>>>

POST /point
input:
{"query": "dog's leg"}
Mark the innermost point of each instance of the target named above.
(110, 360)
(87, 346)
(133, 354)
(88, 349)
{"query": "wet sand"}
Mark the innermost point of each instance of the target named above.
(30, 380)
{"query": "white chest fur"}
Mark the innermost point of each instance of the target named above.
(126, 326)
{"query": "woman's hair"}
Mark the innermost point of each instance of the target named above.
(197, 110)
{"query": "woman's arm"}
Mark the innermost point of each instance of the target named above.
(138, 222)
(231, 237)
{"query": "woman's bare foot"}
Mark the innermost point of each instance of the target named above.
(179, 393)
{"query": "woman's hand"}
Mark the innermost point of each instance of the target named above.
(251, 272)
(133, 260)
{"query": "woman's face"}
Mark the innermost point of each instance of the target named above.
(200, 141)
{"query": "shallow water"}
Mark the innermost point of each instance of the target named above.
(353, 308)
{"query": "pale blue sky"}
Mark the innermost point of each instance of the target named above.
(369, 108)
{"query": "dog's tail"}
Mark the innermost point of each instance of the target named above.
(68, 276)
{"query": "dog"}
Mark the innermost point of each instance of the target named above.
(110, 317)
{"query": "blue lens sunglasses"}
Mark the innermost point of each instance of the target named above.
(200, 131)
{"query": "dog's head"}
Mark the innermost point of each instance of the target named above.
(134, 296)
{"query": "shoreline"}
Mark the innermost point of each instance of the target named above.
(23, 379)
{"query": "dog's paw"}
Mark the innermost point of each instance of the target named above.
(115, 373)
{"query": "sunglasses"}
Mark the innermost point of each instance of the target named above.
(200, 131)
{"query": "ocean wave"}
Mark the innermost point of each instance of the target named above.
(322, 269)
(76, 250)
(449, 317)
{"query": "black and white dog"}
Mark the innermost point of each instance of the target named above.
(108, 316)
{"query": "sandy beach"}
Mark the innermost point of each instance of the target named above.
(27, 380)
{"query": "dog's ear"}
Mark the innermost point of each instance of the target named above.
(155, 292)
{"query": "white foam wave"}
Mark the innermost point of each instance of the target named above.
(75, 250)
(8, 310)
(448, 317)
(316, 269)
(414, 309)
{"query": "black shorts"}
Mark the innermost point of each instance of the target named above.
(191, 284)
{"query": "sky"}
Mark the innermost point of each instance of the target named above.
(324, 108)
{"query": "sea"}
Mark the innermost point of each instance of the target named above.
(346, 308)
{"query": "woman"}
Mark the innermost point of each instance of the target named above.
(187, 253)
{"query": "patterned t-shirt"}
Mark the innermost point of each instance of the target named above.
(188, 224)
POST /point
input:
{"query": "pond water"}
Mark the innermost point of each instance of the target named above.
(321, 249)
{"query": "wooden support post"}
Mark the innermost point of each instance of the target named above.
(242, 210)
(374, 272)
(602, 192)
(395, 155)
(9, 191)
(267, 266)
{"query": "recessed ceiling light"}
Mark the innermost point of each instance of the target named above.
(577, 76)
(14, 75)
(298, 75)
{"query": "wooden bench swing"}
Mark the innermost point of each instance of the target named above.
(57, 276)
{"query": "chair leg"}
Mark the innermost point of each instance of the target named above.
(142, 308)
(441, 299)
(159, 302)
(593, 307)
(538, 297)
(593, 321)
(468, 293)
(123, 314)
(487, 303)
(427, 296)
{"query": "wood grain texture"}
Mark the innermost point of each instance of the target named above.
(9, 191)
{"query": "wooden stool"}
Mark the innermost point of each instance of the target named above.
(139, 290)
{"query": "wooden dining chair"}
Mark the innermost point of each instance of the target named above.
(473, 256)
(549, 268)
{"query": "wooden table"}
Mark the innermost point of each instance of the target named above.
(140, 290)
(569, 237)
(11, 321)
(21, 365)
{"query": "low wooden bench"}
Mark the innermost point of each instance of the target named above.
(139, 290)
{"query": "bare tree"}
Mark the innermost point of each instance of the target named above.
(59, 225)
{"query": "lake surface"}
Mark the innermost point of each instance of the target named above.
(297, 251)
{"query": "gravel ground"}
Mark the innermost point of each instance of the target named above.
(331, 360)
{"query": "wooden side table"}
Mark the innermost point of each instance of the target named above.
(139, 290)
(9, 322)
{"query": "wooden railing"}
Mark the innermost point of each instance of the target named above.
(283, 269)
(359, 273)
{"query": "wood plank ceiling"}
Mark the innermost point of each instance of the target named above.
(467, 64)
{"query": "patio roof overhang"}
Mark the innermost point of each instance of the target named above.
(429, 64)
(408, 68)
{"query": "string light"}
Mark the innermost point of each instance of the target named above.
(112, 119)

<<<

*Exercise description:* Tally the lines of the records that contain the string "blue", and reply with that number alone.

*Final result:* 2